What you will do —
- a) Reproduce the part of the London Assembly article between "I’ll acknowledge that" and "spot the signs.", inclusive.
- b) Find each line of the records that contains the word "interior" and copy those lines.

Provided passage —
The London Assembly’s strength lies in its diversity. Changing its voting system will kill that

Sadiq Khan's first mayoral question time before the London Assembly last year. Image: Getty.

So the Conservatives are planning changes to the way the London Assembly is elected, which would fundamentally affect its make-up. “So what?” you might shrug. “The Assembly is a toothless organisation. What does it matter?” [You think I can’t tell you’re subtweeting me? Ed.]

This would be shortsighted. It’s true that the Assembly’s powers are sorely lacking in its primary mission of scrutinising the mayor – something that even Parliament noticed a few years ago. But the body has evolved around that shortcoming. Assembly Members (AMs) have grown into using soft power to influence policy.

Let’s not scoff at soft power. The mayor himself doesn’t have a lot of hard power: just compare the responsibilities and financial heft of the mayor of London to that of New York. But he uses the position as a bully pulpit to lobby for a better deal. The AMs have evidently taken that on board.

The regular mayor’s Question Time isn’t just an opportunity for AMs to scrutinise the mayor: they use it to put forward their own proposals. MQT is usually dull as ditchwater (as former politics editor for Londonist, I’ve sat through so many I’ve lost count; or possibly my mind has simply blocked them out). But that drip drip drip of policy suggestion has an effect.

I’ll acknowledge that it’s impossible to always track the real impact of soft power. Some examples are obvious: Sadiq Khan’s adoption of the Liberal Democrats’ hopper bus ticket idea is one example of a smaller party’s thinking being adopted by those in power. Others are harder to trace – but if you look, you can spot the signs.

Cycling is one. The Lib Dems and Greens have lobbied hard for cycling ever since the Assembly’s inception in 2000. Lynne Featherstone presented a cycle hire concept to Ken Livingstone back in 2001, and Greens worked to stop Transport for London cutting its £5m cycling budget back in 2002. That’s right: it was just £5m. These days the annual cycling budget is around £150m.

Would that have happened without constant pressure from within the Assembly? Would we be getting investment in mini Holland schemes, the segregated cycle superhighways? It’s impossible to know, but also impossible to think it didn’t help.

Point annotations for photos —

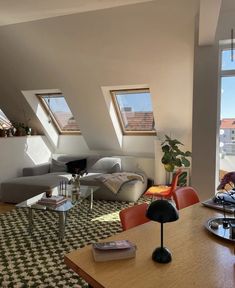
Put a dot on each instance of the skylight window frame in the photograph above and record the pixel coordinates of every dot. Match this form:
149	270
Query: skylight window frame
119	113
49	112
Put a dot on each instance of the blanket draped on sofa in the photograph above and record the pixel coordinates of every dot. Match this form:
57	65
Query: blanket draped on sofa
115	181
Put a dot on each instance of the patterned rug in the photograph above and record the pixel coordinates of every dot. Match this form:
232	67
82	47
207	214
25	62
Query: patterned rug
38	260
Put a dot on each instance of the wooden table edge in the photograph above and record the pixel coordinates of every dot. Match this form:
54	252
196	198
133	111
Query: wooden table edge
91	281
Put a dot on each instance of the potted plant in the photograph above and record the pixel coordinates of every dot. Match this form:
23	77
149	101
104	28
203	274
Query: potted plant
172	155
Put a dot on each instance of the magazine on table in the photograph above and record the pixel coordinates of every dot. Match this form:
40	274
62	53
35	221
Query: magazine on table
113	250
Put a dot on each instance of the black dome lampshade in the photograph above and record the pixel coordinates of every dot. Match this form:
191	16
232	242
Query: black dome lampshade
162	211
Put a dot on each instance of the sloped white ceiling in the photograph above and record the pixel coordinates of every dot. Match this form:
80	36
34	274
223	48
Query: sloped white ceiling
149	43
15	11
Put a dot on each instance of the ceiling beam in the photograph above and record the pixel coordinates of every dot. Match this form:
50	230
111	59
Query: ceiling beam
208	19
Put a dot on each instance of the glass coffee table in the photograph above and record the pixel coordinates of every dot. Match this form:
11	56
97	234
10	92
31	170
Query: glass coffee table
62	210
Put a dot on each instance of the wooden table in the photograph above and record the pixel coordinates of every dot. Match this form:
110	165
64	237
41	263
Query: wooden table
199	258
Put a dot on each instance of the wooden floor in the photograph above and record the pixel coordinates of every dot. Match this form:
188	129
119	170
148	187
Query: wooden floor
4	207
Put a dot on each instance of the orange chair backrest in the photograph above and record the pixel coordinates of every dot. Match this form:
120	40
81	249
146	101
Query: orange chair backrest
185	196
133	216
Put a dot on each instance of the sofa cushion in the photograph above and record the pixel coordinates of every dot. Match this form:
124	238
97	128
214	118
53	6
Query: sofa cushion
75	166
106	165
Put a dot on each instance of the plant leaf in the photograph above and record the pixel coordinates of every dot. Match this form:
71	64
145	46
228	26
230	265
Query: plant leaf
185	162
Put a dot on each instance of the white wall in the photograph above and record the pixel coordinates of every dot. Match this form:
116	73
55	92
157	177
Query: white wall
150	43
19	152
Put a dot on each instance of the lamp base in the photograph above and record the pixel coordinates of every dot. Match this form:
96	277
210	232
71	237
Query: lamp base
161	255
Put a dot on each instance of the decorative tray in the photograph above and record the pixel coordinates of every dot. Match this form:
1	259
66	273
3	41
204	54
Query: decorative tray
221	227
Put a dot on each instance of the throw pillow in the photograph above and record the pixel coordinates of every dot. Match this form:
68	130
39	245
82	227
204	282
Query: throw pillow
76	166
57	166
106	165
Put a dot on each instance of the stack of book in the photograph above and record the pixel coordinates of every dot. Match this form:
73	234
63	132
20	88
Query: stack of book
53	201
113	250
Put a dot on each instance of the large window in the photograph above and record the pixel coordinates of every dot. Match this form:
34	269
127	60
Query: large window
227	112
135	112
59	113
4	121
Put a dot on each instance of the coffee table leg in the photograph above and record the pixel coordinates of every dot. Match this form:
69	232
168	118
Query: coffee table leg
91	199
30	220
62	221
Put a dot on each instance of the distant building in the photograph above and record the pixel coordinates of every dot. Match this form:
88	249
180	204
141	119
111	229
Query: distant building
227	135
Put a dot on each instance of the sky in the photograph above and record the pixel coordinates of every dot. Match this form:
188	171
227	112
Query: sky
227	87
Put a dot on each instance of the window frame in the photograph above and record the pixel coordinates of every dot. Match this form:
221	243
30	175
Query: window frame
50	113
119	115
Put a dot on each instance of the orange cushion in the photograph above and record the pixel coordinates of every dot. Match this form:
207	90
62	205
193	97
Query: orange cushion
157	189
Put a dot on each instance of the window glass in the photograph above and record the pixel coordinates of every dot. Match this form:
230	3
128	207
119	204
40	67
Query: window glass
226	63
4	121
135	110
60	113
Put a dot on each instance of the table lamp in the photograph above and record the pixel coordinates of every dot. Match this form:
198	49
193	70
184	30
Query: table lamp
162	211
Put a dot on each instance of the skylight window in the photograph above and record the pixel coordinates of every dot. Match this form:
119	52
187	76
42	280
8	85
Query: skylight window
135	112
4	121
59	113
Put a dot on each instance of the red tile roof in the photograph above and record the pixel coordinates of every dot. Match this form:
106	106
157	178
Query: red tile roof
139	121
228	123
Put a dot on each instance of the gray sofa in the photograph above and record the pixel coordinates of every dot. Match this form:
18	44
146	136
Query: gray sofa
47	176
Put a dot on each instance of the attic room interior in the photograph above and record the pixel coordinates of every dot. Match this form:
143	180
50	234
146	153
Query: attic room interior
98	88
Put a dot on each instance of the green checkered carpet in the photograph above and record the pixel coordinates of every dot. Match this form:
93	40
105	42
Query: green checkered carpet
38	260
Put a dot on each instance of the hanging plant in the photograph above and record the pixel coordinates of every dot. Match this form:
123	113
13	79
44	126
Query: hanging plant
172	155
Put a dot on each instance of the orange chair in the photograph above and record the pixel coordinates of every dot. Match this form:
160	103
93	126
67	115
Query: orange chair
164	191
185	196
133	216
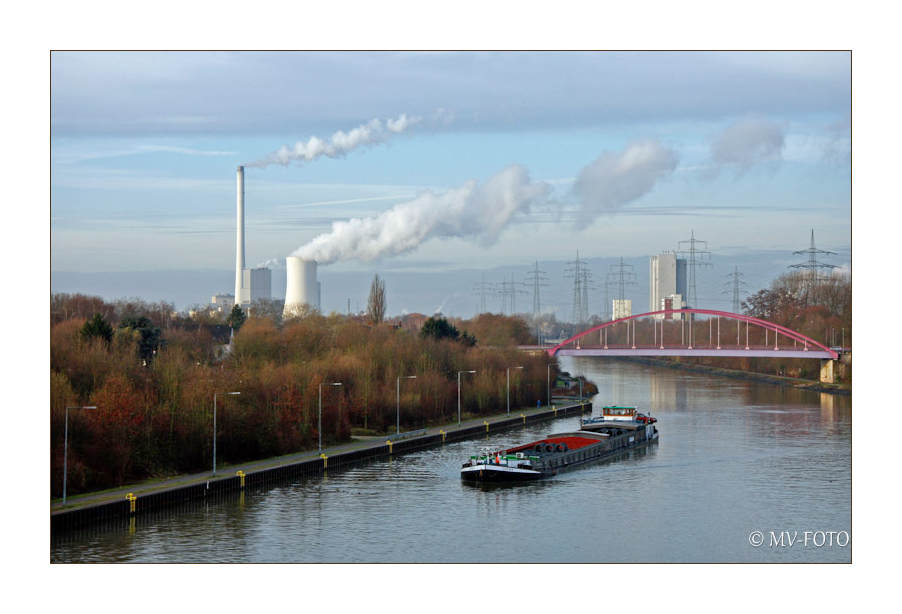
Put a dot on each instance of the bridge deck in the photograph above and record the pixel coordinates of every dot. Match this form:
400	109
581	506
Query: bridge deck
703	351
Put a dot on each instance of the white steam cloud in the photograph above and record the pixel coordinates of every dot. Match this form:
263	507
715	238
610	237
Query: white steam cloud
474	212
341	143
617	179
272	263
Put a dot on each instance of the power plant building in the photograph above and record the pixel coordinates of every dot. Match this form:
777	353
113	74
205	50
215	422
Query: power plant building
302	287
255	284
667	283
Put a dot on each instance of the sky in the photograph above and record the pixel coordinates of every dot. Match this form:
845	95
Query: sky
438	170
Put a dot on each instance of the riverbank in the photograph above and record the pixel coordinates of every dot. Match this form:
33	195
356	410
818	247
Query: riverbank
791	382
146	496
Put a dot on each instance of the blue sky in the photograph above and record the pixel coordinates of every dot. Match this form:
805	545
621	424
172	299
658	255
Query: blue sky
618	154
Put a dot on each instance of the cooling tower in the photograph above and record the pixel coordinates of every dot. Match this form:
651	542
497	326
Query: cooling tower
239	259
302	286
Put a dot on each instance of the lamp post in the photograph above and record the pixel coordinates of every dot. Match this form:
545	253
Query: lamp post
216	394
319	424
509	388
548	383
398	392
66	449
458	395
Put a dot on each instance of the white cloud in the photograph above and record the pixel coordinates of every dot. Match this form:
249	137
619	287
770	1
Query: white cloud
617	179
748	142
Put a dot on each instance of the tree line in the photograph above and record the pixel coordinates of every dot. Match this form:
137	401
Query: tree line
152	376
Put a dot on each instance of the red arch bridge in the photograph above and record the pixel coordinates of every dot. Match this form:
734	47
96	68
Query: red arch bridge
721	334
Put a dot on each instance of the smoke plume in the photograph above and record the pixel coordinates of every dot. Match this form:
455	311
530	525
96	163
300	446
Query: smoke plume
340	144
474	212
617	179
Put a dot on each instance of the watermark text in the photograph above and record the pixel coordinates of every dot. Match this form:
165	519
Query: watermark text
802	539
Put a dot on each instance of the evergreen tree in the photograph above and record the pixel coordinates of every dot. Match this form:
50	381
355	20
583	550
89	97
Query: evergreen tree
149	337
97	327
236	318
376	301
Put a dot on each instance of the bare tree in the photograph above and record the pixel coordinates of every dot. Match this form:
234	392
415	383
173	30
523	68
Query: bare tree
376	302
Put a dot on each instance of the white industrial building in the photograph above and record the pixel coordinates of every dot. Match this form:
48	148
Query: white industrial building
256	284
623	308
222	303
667	283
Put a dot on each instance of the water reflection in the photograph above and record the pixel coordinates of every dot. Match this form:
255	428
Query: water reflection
733	457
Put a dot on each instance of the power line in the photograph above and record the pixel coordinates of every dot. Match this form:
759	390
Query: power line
693	263
536	278
813	265
481	289
736	283
580	303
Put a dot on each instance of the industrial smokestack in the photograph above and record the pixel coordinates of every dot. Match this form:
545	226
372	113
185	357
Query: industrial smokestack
301	287
239	258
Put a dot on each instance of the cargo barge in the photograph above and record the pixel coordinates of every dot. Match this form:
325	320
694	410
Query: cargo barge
561	452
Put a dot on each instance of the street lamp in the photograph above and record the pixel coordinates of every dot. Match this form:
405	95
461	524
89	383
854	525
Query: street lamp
509	388
548	383
398	391
458	395
66	449
214	427
319	424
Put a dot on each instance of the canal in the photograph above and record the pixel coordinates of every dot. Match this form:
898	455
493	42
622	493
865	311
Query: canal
743	472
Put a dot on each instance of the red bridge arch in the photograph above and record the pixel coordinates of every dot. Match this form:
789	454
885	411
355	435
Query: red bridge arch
818	350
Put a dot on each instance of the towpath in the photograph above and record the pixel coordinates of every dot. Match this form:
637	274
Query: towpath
151	486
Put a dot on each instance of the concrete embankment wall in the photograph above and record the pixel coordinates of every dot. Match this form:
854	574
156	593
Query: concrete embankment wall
216	487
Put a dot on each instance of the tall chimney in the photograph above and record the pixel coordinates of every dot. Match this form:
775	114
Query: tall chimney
239	259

Answers per task —
- a)
I’ll acknowledge that it’s impossible to always track the real impact of soft power. Some examples are obvious: Sadiq Khan’s adoption of the Liberal Democrats’ hopper bus ticket idea is one example of a smaller party’s thinking being adopted by those in power. Others are harder to trace – but if you look, you can spot the signs.

- b)
Put a dot on each instance of the attic room interior in the photograph above and record the pixel coordinates of every dot. Match this form:
Query: attic room interior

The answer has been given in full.